[Point placement records]
**********
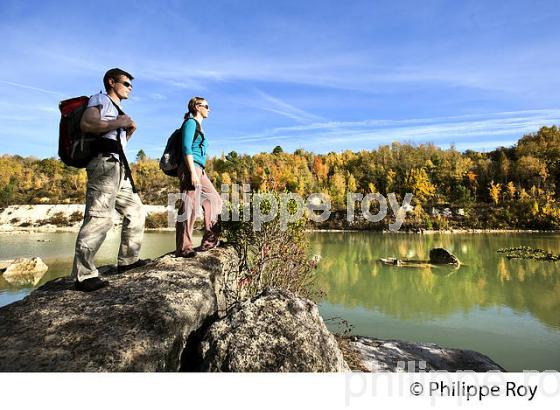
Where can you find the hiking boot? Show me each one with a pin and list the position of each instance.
(139, 263)
(90, 285)
(207, 247)
(188, 254)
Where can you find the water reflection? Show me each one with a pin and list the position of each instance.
(351, 275)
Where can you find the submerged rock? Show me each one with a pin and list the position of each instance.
(377, 355)
(25, 271)
(274, 332)
(441, 256)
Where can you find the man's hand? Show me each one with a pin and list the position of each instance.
(92, 122)
(130, 130)
(124, 121)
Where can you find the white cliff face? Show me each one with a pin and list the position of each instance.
(24, 271)
(44, 217)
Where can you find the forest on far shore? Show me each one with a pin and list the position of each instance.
(517, 187)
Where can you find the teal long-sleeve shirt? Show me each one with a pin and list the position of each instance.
(194, 142)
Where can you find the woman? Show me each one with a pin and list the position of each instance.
(196, 186)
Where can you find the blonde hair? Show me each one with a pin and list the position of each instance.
(192, 106)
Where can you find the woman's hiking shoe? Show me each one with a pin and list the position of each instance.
(188, 254)
(207, 247)
(90, 285)
(139, 263)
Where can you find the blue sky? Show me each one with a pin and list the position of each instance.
(319, 75)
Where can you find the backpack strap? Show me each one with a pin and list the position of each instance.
(128, 172)
(198, 131)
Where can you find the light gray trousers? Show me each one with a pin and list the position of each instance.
(107, 190)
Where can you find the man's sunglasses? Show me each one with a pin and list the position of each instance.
(125, 83)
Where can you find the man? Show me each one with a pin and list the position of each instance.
(109, 185)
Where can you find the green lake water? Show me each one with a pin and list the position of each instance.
(506, 309)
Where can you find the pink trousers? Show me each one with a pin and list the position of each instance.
(204, 195)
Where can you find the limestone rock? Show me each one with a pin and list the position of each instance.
(140, 322)
(274, 332)
(441, 256)
(24, 271)
(398, 356)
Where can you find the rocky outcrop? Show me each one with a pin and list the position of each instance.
(274, 332)
(140, 322)
(178, 314)
(441, 256)
(24, 271)
(375, 355)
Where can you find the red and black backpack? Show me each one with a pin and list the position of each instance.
(75, 148)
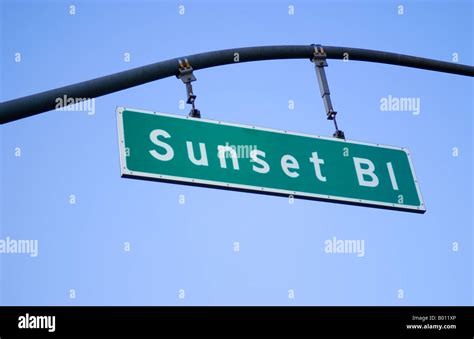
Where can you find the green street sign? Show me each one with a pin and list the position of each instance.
(184, 150)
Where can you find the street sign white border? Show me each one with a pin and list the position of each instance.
(125, 172)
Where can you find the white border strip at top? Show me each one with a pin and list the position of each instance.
(125, 171)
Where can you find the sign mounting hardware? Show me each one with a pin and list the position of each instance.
(319, 60)
(186, 75)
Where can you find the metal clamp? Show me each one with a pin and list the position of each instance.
(319, 60)
(186, 75)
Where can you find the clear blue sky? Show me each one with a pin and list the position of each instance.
(190, 246)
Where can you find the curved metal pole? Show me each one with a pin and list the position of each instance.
(37, 103)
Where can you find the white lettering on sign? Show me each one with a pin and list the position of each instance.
(365, 172)
(154, 139)
(287, 162)
(254, 158)
(365, 168)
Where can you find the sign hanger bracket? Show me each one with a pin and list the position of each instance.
(186, 75)
(319, 60)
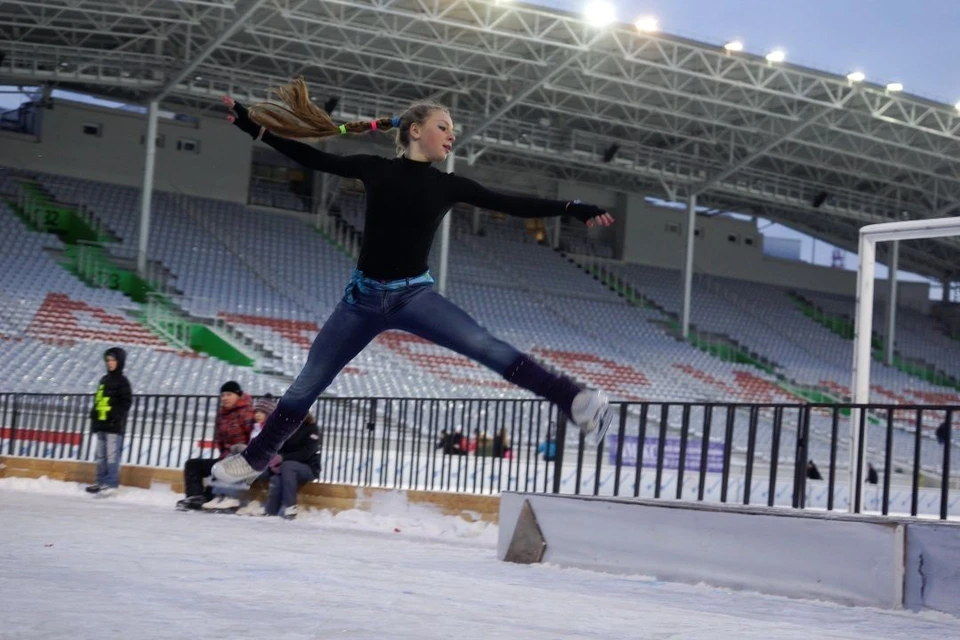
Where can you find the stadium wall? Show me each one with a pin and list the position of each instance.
**********
Reproduce the records above line for line, without any changes, but omit the pictures.

Where can you find the hiking boot? Show me each one with a pin and list the position of each instance.
(139, 263)
(90, 285)
(207, 247)
(188, 254)
Where can you find the water reflection? Show me each one with a pin and list the position of each instance.
(351, 275)
Where can you find the submerged rock? Show me each one with a pin and list the position of each instance.
(377, 355)
(25, 271)
(274, 332)
(441, 256)
Where can you find the man's hand? Show me each one with a pin and list the position of each instance.
(92, 122)
(130, 130)
(124, 121)
Where can you find the white cliff face? Show me each one with a pin and list the position of each instance.
(24, 271)
(44, 217)
Where can you find the forest on far shore? Show me each one with a pin and list the position of each instance.
(517, 187)
Where can you find the teal long-sleeve shirt? Show me each one with a pin and list the position of each instance.
(194, 142)
Where can you find the woman? Show me each one with a pin and list the position of each instance.
(196, 186)
Where can you find the blonde hair? Show me each one with a pin and list the position of each instance.
(192, 106)
Where can you find the woman's hiking shoe? Show me each one with a pin and list the position of each instance.
(188, 254)
(207, 247)
(90, 285)
(139, 263)
Where can you find the blue sky? Show me each one with a pin and list the position of each instance.
(319, 75)
Where can you find the backpack strap? Show me each one with a pin and list the position of each instance.
(128, 172)
(198, 131)
Where can you find the light gray trousers? Show me each one with a pin and list the position of each instance.
(107, 190)
Where can you find the man's sunglasses? Show me each one with a pin and list the position of each instance.
(125, 83)
Where can you find the man? Show me each one with a pin and list the position of each instance.
(109, 185)
Where can you find the green lake water? Show me each one with a pin and list the position of each instance.
(506, 309)
Where can you find the pink trousers? Show me each one with a pin and list the position of each instance.
(204, 195)
Where can you find the limestone rock? Show me each one with a pin and list the position of each instance.
(140, 322)
(274, 332)
(441, 256)
(24, 271)
(398, 356)
Where can you find the rocky outcrop? Show me each one with a pin and list the position of each instance.
(274, 332)
(140, 322)
(178, 314)
(441, 256)
(24, 271)
(375, 355)
Where can you find the red and black backpack? Show me each one with a pin and list the position of each instance.
(75, 148)
Where can you find the green street sign? Show me each one with a pin and list the position of each instance.
(184, 150)
Where can you find the street sign white border? Show me each one with a pin and list the position of each instance.
(125, 172)
Where can you find the white border strip at top? Show me each one with a pin and list the position of each instance.
(125, 171)
Where can you find the sign mounting hardware? Show me each one with a pin and list the position of each instance.
(319, 60)
(186, 75)
Where can you find the metal clamp? Show me each one with a pin and list the position of each instance.
(319, 60)
(186, 75)
Where can you find the clear blue sky? Show me each one with a pin and list the position of each instance.
(190, 246)
Where can you find the curved metal pole? Show me each one with a pin and list the position of each instance.
(37, 103)
Where can you find the white lettering on sign? Show me each one with a pin and list the position of each instance.
(365, 172)
(154, 139)
(287, 162)
(254, 158)
(365, 168)
Where can you find the sign hanger bracket? Show me each one with a pin and list the position of each instance.
(186, 75)
(319, 60)
Where can you find the stadium wall? Show me each one with a pin and list the position of each instance.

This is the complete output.